Beijing, China, Feb 1, 2008 / 04:44 am
A state-owned Chinese pharmaceutical company that manufactures the RU-486 abortion pill faces accusations that tainted leukemia drugs produced by the company have paralyzed or otherwise harmed nearly 200 Chinese cancer patients, the New York Times reports.
The Shanghai Hualian factory that produced the drugs has been closed by drug regulators. In December, China’s Food and Drug Administration said that Shanghai police had begun a criminal investigation, detaining two officials including the head of the factory.
The New York Times reports that last week, a window near the gate of the closed plant displayed a sign from the Chinese FDA accusing the factory of “producing substandard medicine that poses major risks of causing serious harm to human health.”
Shanghai Hualian is the United States’ sole provider of the abortion pill mifepristone, known as RU-486. The mifepristone factory is an hour’s drive away from the plant under investigation.
The United States Food and Drug Administration said the RU-486 plant passed an inspection in May. The U.S. FDA released a statement saying the agency “is not aware of any evidence to suggest the issue that occurred at the leukemia drug facility is linked in any way with the facility that manufactures the mifepristone.”
The allegedly contaminated batch of the cancer drug methotrexate caused leg pain and sometimes paralysis. Another cancer drug made in the same factory, cytarabin hydrochloride, also began causing adverse reactions, after which investigators began to suspect contamination.
Officials closed the factory after finding that both drugs had been contaminated during production with vincristine sulfate, another cancer drug. The vincristine sulfate had been stored in a refrigerator that also stored materials for use in creating other drugs.
There have been at least 193 cases of adverse reactions to the company’s cancer drug in all of China. Apparently about half of those injected with the drug still cannot walk.
Dr. Sidney M. Wolf, a consumer advocate, told the New York Times that American regulators ought to be concerned because of accusations of a corporate cover-up. “Every one of these plants should be immediately inspected,” he said.
Shanghai Hualian, a division of the very large Shanghai Pharmaceutical Group, has had at least two shipments stopped at the United States border. One consisted of an unapproved antibiotic, while another was a diuretic that had “false or misleading labeling.” The major pharmaceutical company Pfizer has declined to buy drug ingredients from the Shanghai Pharmaceutical Group because of concerns about the quality of the group’s production standards.
Chinese officials have stripped Shanghai Hualian of its license to produce anti-tumor drugs, though this action will not affect its RU-486 production.
RU-486 is distributed in the United States by Danco Laboratories. According to the New York Times, the United States FDA has never publicly identified the pill’s manufacturer because of opposition from the pro-life movement.

◆ ◆ ◆ ◆ ◆ ◆ ◆

DIRECTIONS:
Reproduce the portion of the report between "Beijing, China, Feb" and "of the factory.", inclusive, substituting "plant" for "factory".

DATASET EXCERPTS:

◆ ◆ ◆ ◆ ◆ ◆ ◆

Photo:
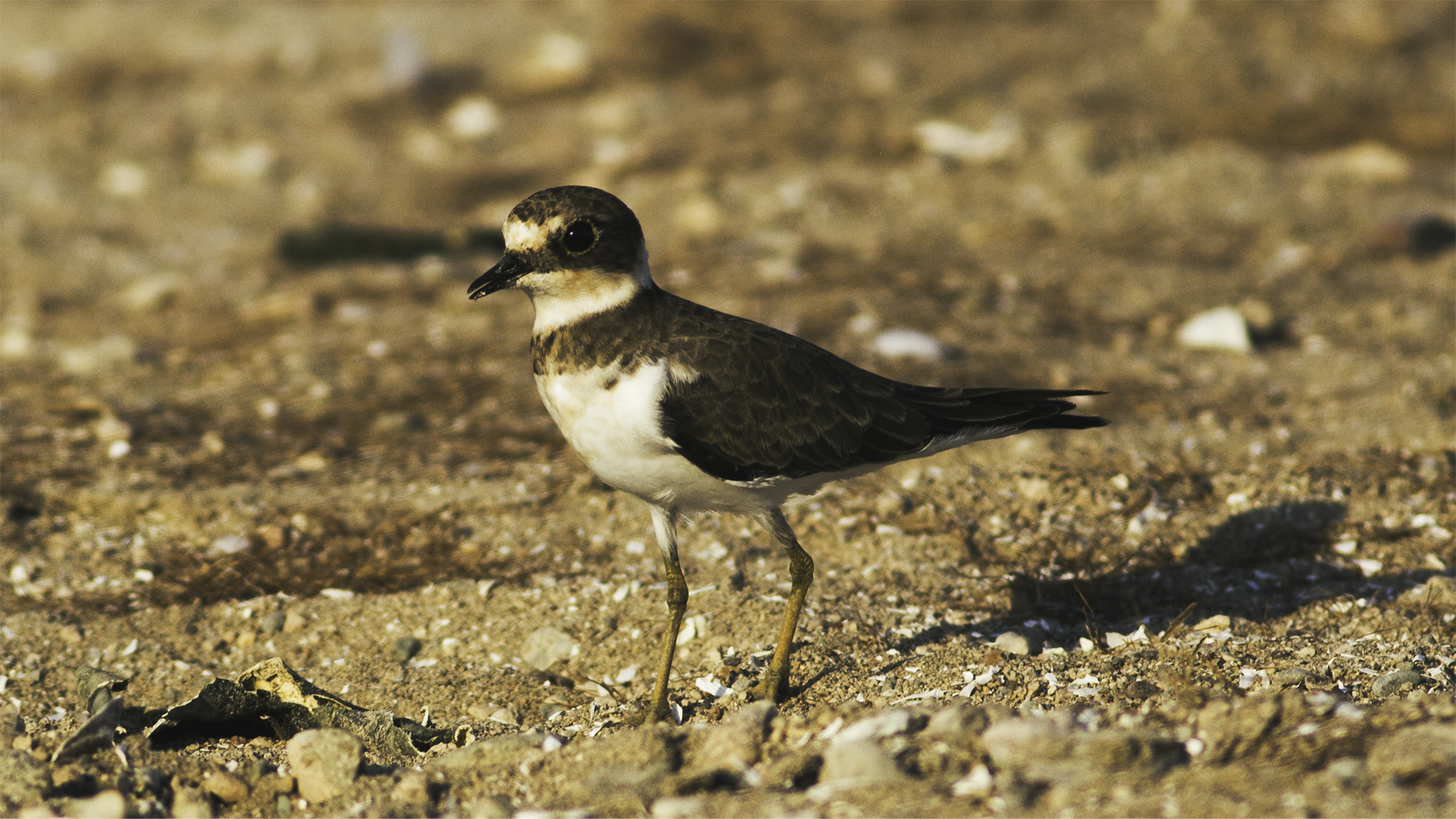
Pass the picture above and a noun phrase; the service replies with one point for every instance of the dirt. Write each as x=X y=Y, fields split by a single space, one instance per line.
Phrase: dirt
x=1235 y=600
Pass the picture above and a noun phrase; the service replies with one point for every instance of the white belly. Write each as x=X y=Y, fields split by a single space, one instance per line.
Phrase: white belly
x=618 y=432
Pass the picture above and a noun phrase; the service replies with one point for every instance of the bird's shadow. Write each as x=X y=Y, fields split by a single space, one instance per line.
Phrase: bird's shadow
x=1260 y=565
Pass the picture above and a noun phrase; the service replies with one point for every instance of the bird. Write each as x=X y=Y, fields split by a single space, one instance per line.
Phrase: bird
x=697 y=411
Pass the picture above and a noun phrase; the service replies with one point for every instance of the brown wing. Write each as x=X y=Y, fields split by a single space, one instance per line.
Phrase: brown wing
x=769 y=405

◆ ◆ ◆ ◆ ◆ ◆ ◆

WRITTEN SOLUTION:
Beijing, China, Feb 1, 2008 / 04:44 am
A state-owned Chinese pharmaceutical company that manufactures the RU-486 abortion pill faces accusations that tainted leukemia drugs produced by the company have paralyzed or otherwise harmed nearly 200 Chinese cancer patients, the New York Times reports.
The Shanghai Hualian plant that produced the drugs has been closed by drug regulators. In December, China’s Food and Drug Administration said that Shanghai police had begun a criminal investigation, detaining two officials including the head of the plant.